— Start of Given text —
I have nothing but praise for the Brilliant Box Sets _within_ the context of their marketing. Most recordings are of a good to very good quality. If I hear a piece that particularly takes me, then I have no qualms about paying premium for another interpretation - the point is, I may not have heard the piece in the first place without the Brilliant version. A case in point, I am currently listening to and very much enjoying Beethoven's violin sonatas from the Beethoven Complete Box. The recordings (ex Decca) are in Mono and date from 1956 - yet the interpretation is superb (IMO), the musicianship from artists long since deceased, excellent and the sonic quality fine. As for the price - unbelievable!


----------



## mensch

TxllxT said:


> Brilliant Classics is the brain-child of a Dutch drugstore tycoon ('Kruidvat'), who happened to be a classical music lover. His basic idea was to release the 'complete' releases of any composer. At present the drugstores are sold to a Hong Kong company and the interest of this management has dwindled (no more exciting offers in the drugstore chain, one has to order through the internet). But Brilliant had in the past a lot of one time edition deals (for example: Bartók Orchestral Works with Adam Fischer 1992 licensed from Nimbus; top of the bill!) with the major companies.  bargains , but you always have to check (reviews) before buying.
— End of Given text —
#### [Task 1]
Decide whether each statement agrees with the Brilliant Classics thread. Answer yes or no for each, and quote the words from the thread that decide it.
(a) The Beethoven violin sonata recordings in the box are in stereo.
(b) Brilliant Classics was started by a Dutch drugstore tycoon.
(c) The Bartók Orchestral Works with Adam Fischer was licensed from Nimbus.
#### [Task 2]
Pick up the Brilliant Classics thread after its last sentence and write the next few lines.
The material is separate from the Brilliant Classics thread and plays no part in this work.
— Start of Data extract —
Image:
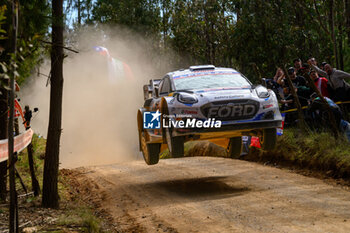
— End of Data extract —
#### [Expected answer 1]
(a) No: "The recordings (ex Decca) are in Mono and date from 1956"
(b) Yes: "Brilliant Classics is the brain-child of a Dutch drugstore tycoon ('Kruidvat')"
(c) Yes: "Bartók Orchestral Works with Adam Fischer 1992 licensed from Nimbus"

#### [Expected answer 2]
That's partly correct. The loose translation of "Kruidvat" is "Barrel of Herbs", which doesn't refer to the founder. The chain of drugstores was founded by the Van Rijcke family.

I believe Pieter van Winkel, a Dutch pianist, is actually responsible for the birth of Brilliant Classics and its subsequent success. His label Joan Records pitched the idea of reissuing old recordings and complete collections sets to Kruidvat who was already starting to get into the business of selling cheap books and CDs.

As for the quality of Brilliant Classics, I find it very uneven, especially the earlier releases. The complete Chopin set is what got me fully into classical music, so it occupies a special place in my collection, although I have since acquired better performances. The Chopin collection features almost exclusively new recordings by Dutch pianists, except for the Mazurkas. Later sets are generally licensed reissues from other (defunct) labels. The complete Rachmaninoff recordings, for example, features contemporary giants like Earl Wild and Garrick Ohlson. But historical recordings by Horowitz, Richter, and others as well. Those are both qualities I enjoy in the Brilliant releases. But I found the (recording) quality of the Cello Sonata sorely lacking , for example, which I believe was recent.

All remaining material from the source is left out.